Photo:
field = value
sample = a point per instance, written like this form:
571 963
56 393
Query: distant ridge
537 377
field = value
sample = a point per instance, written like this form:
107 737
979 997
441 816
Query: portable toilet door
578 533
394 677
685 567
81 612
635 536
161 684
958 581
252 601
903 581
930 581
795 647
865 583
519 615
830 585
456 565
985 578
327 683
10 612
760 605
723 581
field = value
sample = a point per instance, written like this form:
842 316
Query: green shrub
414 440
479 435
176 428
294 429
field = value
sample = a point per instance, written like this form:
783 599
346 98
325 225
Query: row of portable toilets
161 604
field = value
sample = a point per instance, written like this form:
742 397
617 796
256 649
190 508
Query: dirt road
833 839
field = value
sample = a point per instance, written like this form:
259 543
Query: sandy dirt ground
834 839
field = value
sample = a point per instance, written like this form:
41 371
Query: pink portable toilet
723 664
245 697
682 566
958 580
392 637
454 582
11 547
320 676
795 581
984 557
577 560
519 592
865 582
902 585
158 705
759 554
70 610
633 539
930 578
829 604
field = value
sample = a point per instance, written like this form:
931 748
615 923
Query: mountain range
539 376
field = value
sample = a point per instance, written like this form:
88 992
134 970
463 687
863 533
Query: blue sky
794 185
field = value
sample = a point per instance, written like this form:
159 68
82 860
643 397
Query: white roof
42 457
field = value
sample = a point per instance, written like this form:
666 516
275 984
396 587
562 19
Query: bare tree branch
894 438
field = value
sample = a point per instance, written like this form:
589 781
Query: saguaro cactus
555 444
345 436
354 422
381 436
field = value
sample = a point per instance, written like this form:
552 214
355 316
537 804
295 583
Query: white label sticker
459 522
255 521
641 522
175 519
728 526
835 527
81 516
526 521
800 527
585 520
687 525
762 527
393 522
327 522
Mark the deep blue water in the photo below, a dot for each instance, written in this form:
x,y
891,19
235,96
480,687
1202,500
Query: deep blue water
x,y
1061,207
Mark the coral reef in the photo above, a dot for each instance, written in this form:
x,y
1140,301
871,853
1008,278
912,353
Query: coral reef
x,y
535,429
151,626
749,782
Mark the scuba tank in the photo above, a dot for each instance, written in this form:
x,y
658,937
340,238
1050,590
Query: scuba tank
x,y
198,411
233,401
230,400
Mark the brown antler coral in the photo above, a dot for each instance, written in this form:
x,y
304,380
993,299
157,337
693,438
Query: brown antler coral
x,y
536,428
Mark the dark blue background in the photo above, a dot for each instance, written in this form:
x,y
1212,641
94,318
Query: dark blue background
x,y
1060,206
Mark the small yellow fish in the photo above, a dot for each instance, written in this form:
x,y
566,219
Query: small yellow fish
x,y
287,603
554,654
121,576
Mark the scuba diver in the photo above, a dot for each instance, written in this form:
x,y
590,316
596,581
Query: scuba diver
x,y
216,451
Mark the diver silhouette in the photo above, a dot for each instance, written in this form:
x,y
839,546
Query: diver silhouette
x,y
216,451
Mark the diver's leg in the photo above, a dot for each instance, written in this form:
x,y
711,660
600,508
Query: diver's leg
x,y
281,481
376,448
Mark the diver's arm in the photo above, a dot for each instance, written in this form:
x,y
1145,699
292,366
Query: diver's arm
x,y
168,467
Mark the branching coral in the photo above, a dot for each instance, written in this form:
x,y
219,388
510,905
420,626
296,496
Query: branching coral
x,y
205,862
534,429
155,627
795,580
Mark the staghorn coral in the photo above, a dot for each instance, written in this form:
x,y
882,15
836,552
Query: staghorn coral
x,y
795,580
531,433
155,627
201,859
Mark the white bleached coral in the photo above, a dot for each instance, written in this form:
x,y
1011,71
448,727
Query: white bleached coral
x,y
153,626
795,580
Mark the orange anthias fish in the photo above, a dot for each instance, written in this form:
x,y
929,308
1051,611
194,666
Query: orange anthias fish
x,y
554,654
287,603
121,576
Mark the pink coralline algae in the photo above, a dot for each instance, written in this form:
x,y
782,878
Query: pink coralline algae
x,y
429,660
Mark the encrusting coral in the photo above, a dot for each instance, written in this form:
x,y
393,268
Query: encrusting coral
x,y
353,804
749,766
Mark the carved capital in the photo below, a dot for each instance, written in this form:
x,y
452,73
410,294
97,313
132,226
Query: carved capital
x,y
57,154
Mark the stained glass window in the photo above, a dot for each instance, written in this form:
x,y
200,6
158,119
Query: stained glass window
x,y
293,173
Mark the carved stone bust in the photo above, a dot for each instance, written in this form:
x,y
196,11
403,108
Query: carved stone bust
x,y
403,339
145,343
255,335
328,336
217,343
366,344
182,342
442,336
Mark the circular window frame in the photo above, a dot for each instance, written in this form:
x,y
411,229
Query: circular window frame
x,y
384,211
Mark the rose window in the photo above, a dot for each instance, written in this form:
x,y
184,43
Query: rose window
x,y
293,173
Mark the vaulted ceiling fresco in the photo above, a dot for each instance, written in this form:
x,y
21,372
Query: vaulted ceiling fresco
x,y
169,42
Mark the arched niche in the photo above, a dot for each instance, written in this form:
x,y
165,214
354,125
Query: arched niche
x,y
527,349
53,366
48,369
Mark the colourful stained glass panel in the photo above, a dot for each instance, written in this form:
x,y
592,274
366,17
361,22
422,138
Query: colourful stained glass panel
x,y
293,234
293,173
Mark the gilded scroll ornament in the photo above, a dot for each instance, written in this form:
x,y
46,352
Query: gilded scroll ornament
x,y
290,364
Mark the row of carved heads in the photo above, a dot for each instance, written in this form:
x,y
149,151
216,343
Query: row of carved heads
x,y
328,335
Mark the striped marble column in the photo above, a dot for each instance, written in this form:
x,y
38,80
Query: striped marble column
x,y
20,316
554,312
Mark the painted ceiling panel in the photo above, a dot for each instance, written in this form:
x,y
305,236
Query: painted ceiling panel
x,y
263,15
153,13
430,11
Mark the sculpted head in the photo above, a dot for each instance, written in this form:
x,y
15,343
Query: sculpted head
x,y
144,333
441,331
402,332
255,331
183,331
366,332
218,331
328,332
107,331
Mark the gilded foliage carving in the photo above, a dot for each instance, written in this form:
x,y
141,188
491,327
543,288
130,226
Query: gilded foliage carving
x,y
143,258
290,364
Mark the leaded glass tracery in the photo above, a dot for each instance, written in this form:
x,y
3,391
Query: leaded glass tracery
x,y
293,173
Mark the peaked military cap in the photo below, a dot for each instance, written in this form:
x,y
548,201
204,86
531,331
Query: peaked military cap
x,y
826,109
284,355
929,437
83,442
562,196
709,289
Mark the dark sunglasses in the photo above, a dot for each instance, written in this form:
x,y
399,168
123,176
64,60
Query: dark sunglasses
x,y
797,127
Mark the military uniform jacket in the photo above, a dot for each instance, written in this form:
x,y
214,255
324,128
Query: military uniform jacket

+---+

Count the lines above that contain the word "jacket". Write only the number.

2